### GOAL
Write out only the lines running from the one that contains "Task: point to each instance of the white airplane, a" to the end of the material, both ends included.

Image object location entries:
## begin
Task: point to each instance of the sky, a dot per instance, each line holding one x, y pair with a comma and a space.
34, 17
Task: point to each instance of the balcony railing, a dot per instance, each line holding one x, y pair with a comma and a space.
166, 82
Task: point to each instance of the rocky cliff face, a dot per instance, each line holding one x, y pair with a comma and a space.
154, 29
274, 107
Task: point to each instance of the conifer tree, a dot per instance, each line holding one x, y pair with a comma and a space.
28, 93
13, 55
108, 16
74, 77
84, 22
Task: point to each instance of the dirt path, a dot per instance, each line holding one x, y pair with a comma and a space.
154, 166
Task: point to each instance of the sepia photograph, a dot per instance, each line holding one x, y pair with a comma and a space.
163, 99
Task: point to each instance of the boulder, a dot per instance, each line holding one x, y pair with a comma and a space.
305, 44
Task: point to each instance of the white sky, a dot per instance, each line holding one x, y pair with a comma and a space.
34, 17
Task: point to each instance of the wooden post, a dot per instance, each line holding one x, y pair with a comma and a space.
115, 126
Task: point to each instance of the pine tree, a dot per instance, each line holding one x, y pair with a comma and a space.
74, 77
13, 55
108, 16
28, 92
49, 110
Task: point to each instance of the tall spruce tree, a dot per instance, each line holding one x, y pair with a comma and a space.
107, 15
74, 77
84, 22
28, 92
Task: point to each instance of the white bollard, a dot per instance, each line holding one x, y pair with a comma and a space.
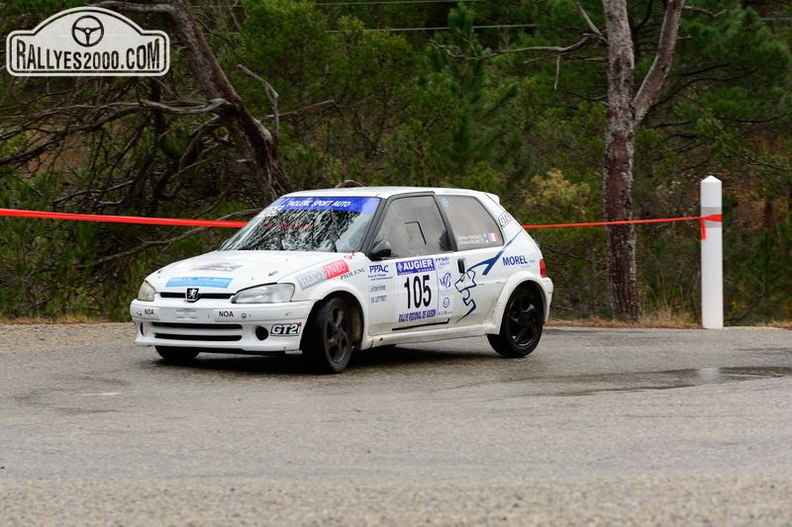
712, 256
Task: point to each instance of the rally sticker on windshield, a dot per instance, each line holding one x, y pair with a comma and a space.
362, 205
423, 290
199, 281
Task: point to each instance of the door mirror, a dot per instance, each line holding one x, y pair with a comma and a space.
380, 250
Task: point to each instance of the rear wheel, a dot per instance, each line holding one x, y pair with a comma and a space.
521, 326
175, 355
329, 341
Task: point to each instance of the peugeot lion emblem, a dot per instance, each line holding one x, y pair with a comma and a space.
192, 294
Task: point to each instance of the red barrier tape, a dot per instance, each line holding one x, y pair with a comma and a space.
700, 219
222, 223
119, 219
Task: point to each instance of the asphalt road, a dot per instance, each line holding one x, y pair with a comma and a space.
597, 427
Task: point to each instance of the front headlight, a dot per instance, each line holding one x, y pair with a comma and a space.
146, 292
264, 294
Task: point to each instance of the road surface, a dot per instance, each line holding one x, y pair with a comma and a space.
597, 427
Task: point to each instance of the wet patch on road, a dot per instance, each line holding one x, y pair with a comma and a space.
666, 380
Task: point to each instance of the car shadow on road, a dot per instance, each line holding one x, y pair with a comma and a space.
385, 358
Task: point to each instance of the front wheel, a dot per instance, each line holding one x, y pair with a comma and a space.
521, 326
174, 355
330, 340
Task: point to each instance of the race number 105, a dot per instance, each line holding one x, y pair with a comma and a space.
419, 293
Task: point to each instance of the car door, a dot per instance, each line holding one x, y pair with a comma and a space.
478, 266
413, 286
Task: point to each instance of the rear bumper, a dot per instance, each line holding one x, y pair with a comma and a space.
220, 325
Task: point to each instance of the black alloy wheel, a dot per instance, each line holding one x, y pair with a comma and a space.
521, 326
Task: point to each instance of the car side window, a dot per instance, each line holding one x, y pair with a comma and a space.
473, 227
413, 226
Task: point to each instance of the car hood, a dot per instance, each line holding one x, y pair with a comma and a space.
231, 271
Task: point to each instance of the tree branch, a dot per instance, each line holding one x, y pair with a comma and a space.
654, 79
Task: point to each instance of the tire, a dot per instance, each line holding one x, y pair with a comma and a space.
329, 341
173, 355
521, 326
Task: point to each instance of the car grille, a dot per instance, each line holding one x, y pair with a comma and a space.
197, 332
201, 296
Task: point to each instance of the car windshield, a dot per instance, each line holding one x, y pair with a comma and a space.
332, 224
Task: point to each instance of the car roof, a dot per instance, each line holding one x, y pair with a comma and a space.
387, 192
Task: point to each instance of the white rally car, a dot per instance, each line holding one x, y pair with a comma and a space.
332, 271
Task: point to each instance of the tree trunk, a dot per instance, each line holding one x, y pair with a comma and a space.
250, 136
255, 141
617, 171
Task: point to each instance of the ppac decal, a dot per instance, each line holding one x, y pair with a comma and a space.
467, 282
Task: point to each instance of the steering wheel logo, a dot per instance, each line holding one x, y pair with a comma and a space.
87, 31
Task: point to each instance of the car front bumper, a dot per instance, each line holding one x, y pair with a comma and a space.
220, 325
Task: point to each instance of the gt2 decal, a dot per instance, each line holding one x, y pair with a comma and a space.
286, 330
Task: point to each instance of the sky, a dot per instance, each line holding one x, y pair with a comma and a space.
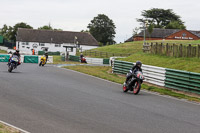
75, 15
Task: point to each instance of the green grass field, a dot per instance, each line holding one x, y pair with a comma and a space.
57, 60
187, 64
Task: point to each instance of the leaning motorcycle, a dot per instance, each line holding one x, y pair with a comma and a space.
83, 60
42, 61
13, 63
134, 83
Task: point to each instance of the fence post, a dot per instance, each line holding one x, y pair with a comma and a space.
173, 49
189, 50
167, 49
156, 47
198, 50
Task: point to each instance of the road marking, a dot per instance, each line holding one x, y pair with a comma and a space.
154, 93
21, 130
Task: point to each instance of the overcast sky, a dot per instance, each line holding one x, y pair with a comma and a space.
75, 15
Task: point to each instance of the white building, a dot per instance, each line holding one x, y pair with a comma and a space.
53, 41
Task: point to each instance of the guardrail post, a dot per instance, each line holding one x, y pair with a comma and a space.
198, 50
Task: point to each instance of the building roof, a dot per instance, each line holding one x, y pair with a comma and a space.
52, 36
158, 33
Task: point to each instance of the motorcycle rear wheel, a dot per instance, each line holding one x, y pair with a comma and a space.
125, 89
136, 88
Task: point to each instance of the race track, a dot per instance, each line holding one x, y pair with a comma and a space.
55, 100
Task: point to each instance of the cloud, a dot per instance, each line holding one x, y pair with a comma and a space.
77, 14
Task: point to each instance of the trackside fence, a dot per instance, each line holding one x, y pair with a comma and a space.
154, 75
99, 61
170, 78
25, 58
183, 80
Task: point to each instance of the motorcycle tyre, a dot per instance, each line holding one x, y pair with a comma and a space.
136, 90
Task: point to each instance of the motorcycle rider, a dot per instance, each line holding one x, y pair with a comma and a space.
81, 56
135, 68
46, 55
16, 53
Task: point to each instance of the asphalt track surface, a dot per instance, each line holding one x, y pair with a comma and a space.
54, 100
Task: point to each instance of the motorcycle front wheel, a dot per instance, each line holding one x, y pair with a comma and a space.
136, 87
125, 89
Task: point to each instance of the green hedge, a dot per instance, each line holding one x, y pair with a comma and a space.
30, 59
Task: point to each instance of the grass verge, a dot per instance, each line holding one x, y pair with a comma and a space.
104, 72
135, 48
57, 60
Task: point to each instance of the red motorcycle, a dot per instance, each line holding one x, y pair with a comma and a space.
134, 83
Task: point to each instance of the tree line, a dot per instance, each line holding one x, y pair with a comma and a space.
103, 28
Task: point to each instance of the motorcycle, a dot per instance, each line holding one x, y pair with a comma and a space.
134, 83
83, 60
42, 61
13, 63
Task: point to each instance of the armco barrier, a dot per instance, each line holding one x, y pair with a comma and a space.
183, 80
94, 60
74, 58
106, 61
30, 59
98, 61
50, 59
4, 57
154, 75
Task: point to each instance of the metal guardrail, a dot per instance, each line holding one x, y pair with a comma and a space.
99, 61
170, 78
183, 80
154, 75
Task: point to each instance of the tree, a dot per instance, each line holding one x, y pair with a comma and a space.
160, 18
15, 28
103, 29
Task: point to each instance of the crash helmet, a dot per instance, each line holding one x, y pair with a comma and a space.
138, 63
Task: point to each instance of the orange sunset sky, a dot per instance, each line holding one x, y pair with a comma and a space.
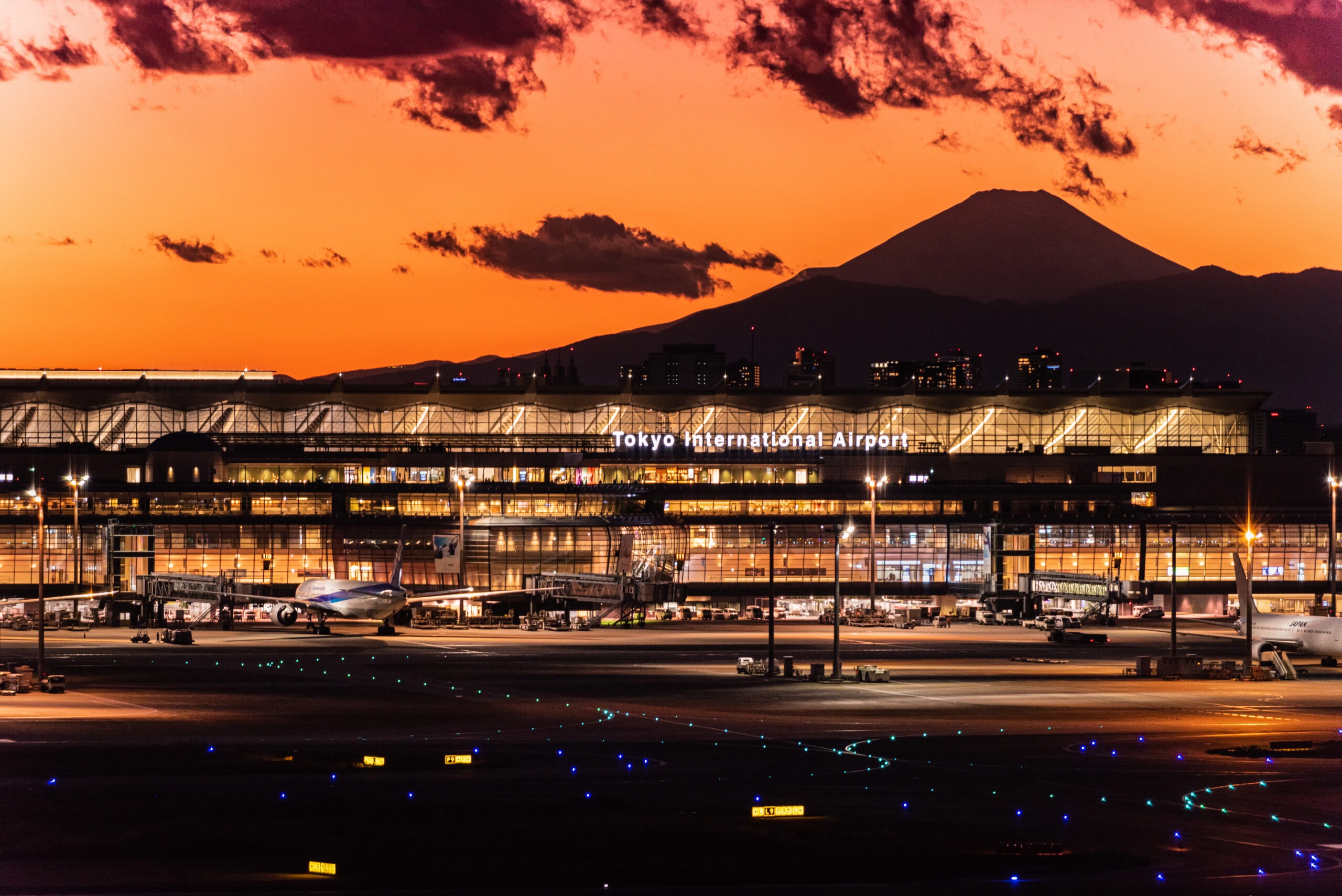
304, 152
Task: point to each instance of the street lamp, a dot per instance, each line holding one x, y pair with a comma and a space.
873, 484
1333, 546
1247, 612
75, 482
843, 537
35, 494
462, 478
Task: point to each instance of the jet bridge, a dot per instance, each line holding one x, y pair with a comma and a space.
624, 595
221, 592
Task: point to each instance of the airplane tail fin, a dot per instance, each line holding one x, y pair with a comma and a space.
1242, 585
396, 565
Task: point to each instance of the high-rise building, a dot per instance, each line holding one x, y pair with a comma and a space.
686, 365
1283, 431
1039, 369
744, 373
894, 375
562, 375
950, 371
811, 366
953, 371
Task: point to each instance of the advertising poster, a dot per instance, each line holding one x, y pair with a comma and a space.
447, 554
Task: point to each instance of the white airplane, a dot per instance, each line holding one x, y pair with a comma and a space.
370, 601
1310, 635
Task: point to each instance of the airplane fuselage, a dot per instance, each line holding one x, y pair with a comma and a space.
1314, 635
349, 599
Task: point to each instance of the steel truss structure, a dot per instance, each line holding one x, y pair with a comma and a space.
952, 423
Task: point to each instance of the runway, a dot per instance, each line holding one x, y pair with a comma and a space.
227, 765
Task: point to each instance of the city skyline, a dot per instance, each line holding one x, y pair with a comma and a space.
316, 203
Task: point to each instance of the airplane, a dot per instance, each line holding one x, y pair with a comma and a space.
370, 601
1287, 632
345, 599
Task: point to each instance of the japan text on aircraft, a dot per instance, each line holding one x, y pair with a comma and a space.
761, 440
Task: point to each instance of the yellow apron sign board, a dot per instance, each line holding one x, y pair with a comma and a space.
777, 812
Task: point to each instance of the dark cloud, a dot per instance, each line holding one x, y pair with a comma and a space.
329, 258
193, 251
47, 61
466, 62
161, 39
1249, 144
1081, 180
1304, 37
471, 93
850, 58
598, 253
440, 242
669, 18
949, 143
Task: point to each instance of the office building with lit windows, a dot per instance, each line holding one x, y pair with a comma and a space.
722, 495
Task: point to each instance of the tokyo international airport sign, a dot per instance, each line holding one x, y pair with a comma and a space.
777, 812
643, 440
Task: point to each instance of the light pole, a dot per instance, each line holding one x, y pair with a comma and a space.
35, 494
1333, 546
873, 484
75, 482
1173, 590
462, 478
839, 538
1247, 612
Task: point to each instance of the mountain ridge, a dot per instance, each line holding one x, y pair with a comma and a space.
1027, 246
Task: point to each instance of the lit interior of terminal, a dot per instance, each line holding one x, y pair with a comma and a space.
272, 482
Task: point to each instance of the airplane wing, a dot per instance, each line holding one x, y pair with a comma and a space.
470, 595
58, 597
## end
### ANSWER IN FULL
Task: point to each instance of the white airplane, a dot per instance, each line holding one x, y pair with a comma and a space.
370, 601
1310, 635
Task: point to each instance of the airplane fuselage, a dot per instance, each line holding one x, y pair with a comma and a space.
1314, 635
349, 599
Task: point to each instance of the steel truss structure, a dot per instance, each line holding one x, y pair with a comma and a space.
952, 423
Task: point to each instance of the runway, a dot per instance, each line holding one x, y pair with a comma and a space.
227, 765
Task: point to each instance of the city skyline, a dot per instance, each line holding one x, y pair with a comma and a space.
316, 203
Task: point to each instance of the airplane, a dot per instance, each line holding one x, y pair with a comma and a space.
370, 601
1287, 632
345, 599
Task: point to each instance of the japan text on aircraft, a dot per instance, each line holding one x, y pair with a comma and a space.
761, 440
Task: point to each instance of the yellow apron sign board, a dot per instance, each line holding one x, y pair with a comma and a space.
777, 812
Task: point to each instance of the dark cloud, a dot per instance, each line holding one x, y pair with a comma and a space.
329, 258
193, 251
47, 61
466, 62
161, 39
1249, 144
1081, 180
1304, 37
471, 93
850, 58
598, 253
440, 242
669, 18
949, 143
Task: point to each instance of the office building with lit windows, a dot per instance, each line holding one x, y pair with a comma and a space.
722, 495
Task: point to each instance of the tokyo international airport sign, a dot per instance, each line holding one x, y pair with a comma and a space.
777, 812
643, 440
Task: point to each instance of the light pole, a dot per instance, each line holding one x, y pair with a comma and a space.
35, 494
1333, 546
873, 484
75, 482
1173, 590
462, 478
839, 538
1247, 612
Task: point to each instance of the mountain ridge, a dot per instance, each line holding one x, y pair with a comma and a space.
1027, 246
Task: point to each instance of the lit interior of terminal, a dot per instance, each line holding one x, y pair with a comma and a space.
272, 482
Task: point to each instance of the airplane wing, a dot per instance, each line holding one x, y pair with a comma and a space.
470, 595
58, 597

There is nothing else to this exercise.